## Rows from a dataset
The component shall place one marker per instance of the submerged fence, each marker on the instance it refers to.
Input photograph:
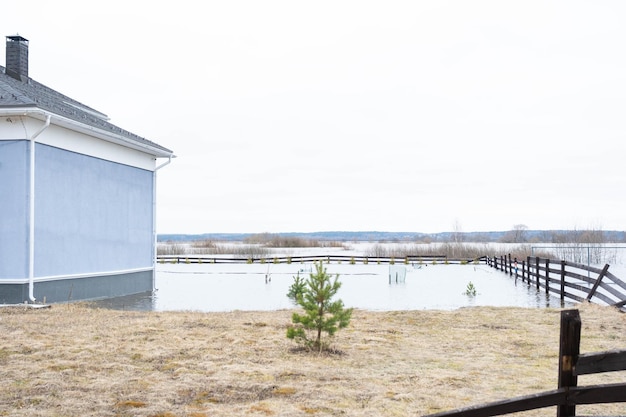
(408, 260)
(568, 394)
(567, 280)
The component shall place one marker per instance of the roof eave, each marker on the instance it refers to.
(112, 137)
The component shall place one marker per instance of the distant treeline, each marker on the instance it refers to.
(518, 235)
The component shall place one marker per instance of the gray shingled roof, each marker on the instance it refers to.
(29, 93)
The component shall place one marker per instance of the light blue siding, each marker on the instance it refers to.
(14, 189)
(91, 215)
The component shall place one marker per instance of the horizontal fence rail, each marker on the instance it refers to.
(568, 394)
(408, 260)
(567, 280)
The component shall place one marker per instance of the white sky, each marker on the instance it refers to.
(294, 116)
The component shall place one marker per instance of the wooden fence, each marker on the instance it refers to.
(568, 394)
(408, 260)
(567, 280)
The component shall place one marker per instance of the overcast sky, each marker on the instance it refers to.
(294, 116)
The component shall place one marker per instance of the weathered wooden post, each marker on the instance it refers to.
(569, 348)
(509, 262)
(547, 276)
(562, 281)
(537, 271)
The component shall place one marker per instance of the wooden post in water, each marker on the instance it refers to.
(547, 275)
(569, 348)
(537, 271)
(562, 281)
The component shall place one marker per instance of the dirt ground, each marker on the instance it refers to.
(73, 360)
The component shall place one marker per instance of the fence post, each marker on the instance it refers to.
(562, 281)
(547, 276)
(569, 348)
(597, 283)
(537, 271)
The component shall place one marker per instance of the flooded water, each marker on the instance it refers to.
(263, 287)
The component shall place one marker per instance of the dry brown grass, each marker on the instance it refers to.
(72, 360)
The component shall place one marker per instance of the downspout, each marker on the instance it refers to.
(31, 203)
(154, 236)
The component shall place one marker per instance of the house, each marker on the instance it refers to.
(77, 195)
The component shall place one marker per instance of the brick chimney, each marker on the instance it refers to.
(17, 57)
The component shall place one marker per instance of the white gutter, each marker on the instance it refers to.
(89, 130)
(154, 235)
(31, 203)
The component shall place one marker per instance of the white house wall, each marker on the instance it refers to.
(93, 204)
(13, 209)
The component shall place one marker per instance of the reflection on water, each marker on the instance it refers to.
(258, 287)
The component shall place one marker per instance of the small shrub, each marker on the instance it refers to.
(321, 313)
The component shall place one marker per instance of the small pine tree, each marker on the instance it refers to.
(321, 313)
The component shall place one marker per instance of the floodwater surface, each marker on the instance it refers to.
(263, 287)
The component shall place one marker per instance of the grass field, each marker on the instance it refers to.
(72, 360)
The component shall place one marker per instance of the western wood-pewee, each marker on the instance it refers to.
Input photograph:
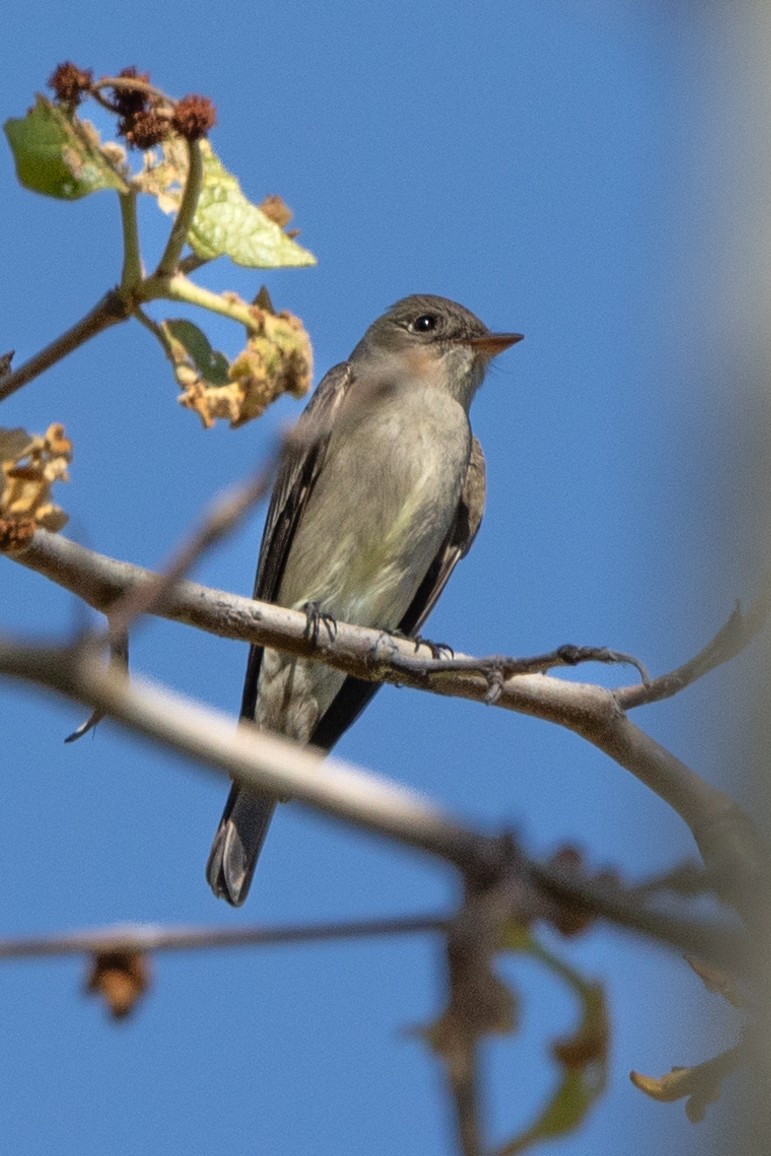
(378, 496)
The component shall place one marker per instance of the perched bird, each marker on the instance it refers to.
(378, 495)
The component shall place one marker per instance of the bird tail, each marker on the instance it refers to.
(238, 842)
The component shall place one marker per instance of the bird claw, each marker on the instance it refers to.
(438, 650)
(317, 617)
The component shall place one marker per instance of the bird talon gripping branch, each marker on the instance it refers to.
(317, 617)
(376, 501)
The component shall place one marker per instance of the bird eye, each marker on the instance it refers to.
(425, 323)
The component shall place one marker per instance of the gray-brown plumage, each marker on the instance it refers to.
(378, 496)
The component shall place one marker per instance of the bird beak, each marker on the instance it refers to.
(490, 345)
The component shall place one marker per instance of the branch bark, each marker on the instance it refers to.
(723, 832)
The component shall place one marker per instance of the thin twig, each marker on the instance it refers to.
(184, 216)
(110, 310)
(224, 514)
(724, 832)
(729, 641)
(157, 938)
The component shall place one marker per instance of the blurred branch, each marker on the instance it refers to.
(369, 801)
(729, 641)
(724, 834)
(110, 310)
(223, 516)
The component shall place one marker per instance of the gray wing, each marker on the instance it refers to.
(246, 816)
(297, 473)
(355, 694)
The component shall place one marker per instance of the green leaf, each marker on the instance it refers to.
(583, 1056)
(190, 345)
(228, 224)
(59, 155)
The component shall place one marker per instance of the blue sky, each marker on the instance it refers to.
(563, 170)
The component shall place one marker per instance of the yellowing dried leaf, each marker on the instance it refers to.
(120, 977)
(29, 466)
(277, 360)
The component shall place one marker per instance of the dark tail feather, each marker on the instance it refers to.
(238, 842)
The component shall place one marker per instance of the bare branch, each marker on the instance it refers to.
(225, 512)
(356, 795)
(112, 309)
(256, 757)
(729, 641)
(724, 834)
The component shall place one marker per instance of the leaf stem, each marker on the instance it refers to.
(169, 261)
(132, 269)
(180, 288)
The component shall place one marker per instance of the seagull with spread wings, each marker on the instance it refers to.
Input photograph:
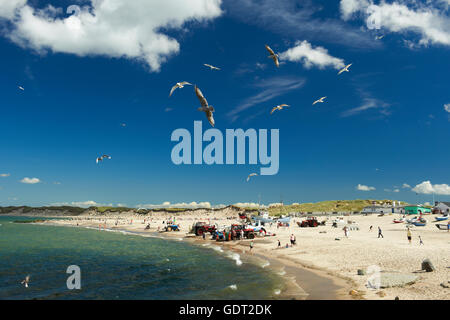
(105, 156)
(279, 107)
(273, 56)
(179, 85)
(211, 67)
(319, 100)
(205, 106)
(345, 69)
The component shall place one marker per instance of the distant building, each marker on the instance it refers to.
(416, 210)
(443, 207)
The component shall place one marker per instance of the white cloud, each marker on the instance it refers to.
(85, 204)
(368, 103)
(30, 180)
(167, 204)
(298, 19)
(9, 8)
(428, 20)
(349, 7)
(275, 204)
(362, 187)
(427, 188)
(112, 28)
(312, 57)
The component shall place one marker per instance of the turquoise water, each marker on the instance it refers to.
(121, 266)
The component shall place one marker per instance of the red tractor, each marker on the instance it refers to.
(201, 227)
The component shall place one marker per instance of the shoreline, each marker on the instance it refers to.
(314, 284)
(325, 252)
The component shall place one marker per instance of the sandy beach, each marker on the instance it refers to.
(324, 262)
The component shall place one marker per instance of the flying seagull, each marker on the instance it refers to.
(26, 281)
(345, 69)
(279, 107)
(205, 106)
(102, 157)
(211, 67)
(320, 100)
(273, 56)
(179, 85)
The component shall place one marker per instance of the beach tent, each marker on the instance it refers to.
(417, 210)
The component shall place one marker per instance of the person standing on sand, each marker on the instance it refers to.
(408, 234)
(380, 234)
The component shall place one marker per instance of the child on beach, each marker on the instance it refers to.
(380, 234)
(292, 240)
(408, 234)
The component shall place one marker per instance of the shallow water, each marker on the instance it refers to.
(115, 265)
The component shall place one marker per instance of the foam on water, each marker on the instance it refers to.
(217, 248)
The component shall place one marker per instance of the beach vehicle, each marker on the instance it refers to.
(263, 217)
(420, 222)
(400, 220)
(202, 227)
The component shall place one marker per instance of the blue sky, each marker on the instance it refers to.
(383, 124)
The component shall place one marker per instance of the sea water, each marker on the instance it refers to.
(118, 265)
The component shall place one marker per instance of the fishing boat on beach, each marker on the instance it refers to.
(441, 226)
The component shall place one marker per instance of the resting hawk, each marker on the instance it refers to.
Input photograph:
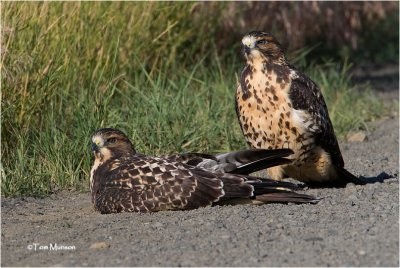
(123, 180)
(280, 107)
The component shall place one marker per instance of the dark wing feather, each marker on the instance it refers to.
(239, 162)
(139, 183)
(305, 95)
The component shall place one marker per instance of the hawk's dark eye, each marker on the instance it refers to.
(111, 140)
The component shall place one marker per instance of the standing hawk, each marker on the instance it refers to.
(123, 180)
(280, 107)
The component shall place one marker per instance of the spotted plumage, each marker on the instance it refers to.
(124, 180)
(280, 107)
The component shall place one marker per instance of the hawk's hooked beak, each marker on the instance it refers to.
(249, 43)
(97, 143)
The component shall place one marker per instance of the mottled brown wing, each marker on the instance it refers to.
(305, 95)
(139, 183)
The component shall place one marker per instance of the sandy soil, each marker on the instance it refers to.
(352, 226)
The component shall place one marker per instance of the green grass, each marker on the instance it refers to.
(71, 68)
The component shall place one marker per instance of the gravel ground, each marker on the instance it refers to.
(352, 226)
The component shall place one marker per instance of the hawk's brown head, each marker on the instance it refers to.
(108, 143)
(262, 46)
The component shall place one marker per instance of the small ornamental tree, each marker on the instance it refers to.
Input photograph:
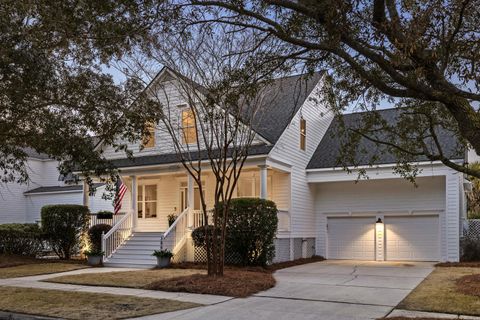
(223, 100)
(63, 226)
(251, 228)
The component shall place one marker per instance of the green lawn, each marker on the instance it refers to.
(439, 293)
(83, 305)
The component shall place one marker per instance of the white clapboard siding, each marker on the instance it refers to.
(35, 202)
(163, 141)
(318, 117)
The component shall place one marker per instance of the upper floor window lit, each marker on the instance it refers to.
(303, 133)
(148, 141)
(189, 130)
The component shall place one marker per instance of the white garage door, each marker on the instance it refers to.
(351, 238)
(412, 238)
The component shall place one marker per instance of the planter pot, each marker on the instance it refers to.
(94, 260)
(163, 262)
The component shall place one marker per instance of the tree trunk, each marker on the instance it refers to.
(468, 120)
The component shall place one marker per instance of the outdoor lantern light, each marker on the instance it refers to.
(379, 237)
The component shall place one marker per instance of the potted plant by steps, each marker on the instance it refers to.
(163, 257)
(171, 219)
(94, 257)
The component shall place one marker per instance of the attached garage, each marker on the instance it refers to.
(351, 238)
(412, 238)
(406, 238)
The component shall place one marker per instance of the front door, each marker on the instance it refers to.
(147, 201)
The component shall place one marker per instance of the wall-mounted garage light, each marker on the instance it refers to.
(379, 240)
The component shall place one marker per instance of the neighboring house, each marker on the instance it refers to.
(322, 208)
(21, 203)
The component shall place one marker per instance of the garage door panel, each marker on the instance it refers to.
(412, 238)
(351, 238)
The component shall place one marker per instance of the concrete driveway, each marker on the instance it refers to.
(324, 290)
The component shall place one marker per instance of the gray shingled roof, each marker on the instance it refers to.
(73, 188)
(287, 96)
(328, 151)
(34, 154)
(174, 158)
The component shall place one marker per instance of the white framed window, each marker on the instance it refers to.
(197, 203)
(303, 133)
(249, 187)
(148, 141)
(188, 126)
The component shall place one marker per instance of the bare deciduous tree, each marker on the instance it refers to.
(215, 132)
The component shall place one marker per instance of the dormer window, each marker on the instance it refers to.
(303, 133)
(189, 130)
(148, 140)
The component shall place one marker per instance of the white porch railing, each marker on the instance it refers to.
(94, 220)
(283, 220)
(198, 218)
(116, 236)
(180, 228)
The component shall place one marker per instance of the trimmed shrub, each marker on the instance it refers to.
(200, 233)
(63, 226)
(95, 236)
(470, 248)
(21, 239)
(251, 229)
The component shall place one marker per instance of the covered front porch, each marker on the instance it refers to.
(154, 196)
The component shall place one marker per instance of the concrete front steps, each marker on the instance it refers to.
(137, 251)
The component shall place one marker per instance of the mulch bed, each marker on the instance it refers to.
(405, 318)
(458, 264)
(469, 285)
(235, 283)
(270, 268)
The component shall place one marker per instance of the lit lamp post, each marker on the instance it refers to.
(380, 238)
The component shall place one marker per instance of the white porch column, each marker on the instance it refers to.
(133, 201)
(263, 182)
(86, 194)
(380, 238)
(190, 200)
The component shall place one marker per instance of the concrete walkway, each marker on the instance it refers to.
(36, 282)
(420, 314)
(339, 290)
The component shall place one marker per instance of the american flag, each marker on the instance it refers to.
(120, 192)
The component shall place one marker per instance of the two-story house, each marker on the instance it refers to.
(323, 209)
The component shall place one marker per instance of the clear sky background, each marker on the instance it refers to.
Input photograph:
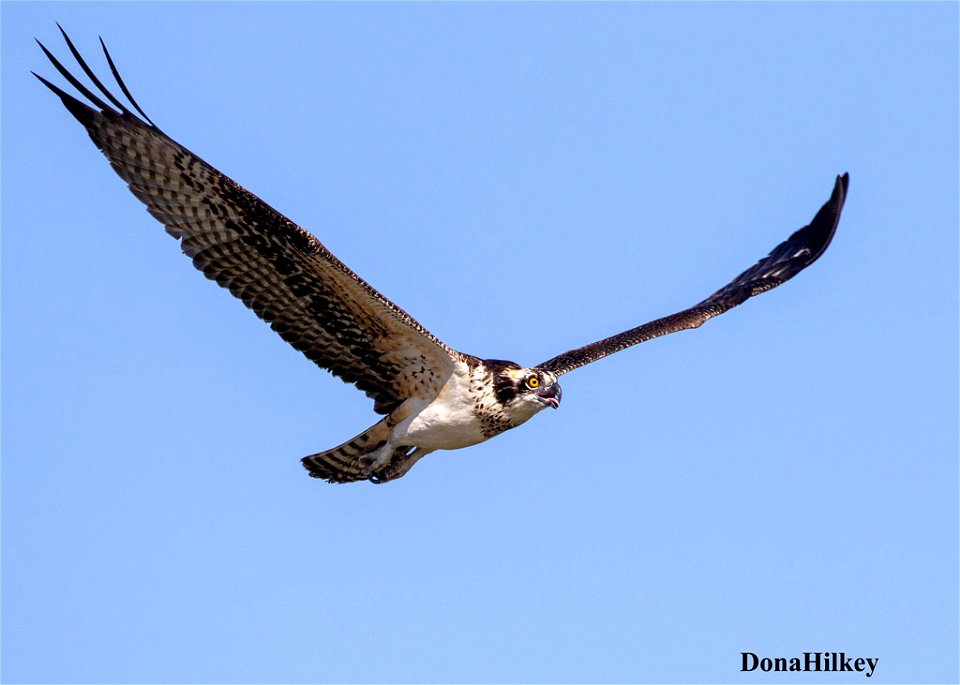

## Required work
Take the line that contains "the concrete front" and all lines after it to the end of the material above, and copy them verbatim without any images.

## Task answer
The component shall place one marker per instance of the concrete front steps, each marker on the instance it refers to.
(137, 251)
The component shall place one marker per instance of the mulch bed, each marker on the instance it refers to.
(405, 318)
(458, 264)
(469, 285)
(235, 283)
(270, 268)
The component shall place one marker per instance of the lit lamp post, each marker on the instance it refers to.
(380, 238)
The component shall place one marker per instance of the white porch column, each marker on the instance it refers to.
(133, 201)
(263, 182)
(86, 194)
(380, 238)
(190, 200)
The component shall place one marker per instance of the concrete walkway, each marker on the instance it refers to.
(36, 282)
(420, 314)
(339, 290)
The component shall place one marker per instance of the american flag, each marker on the instance it refers to.
(120, 192)
The component shall place one marker per instance of the two-story house, each marker on the instance it refers to.
(323, 209)
The component shall place one marker per instance of the clear sky background, each marker on the instance it refers to.
Input photograph:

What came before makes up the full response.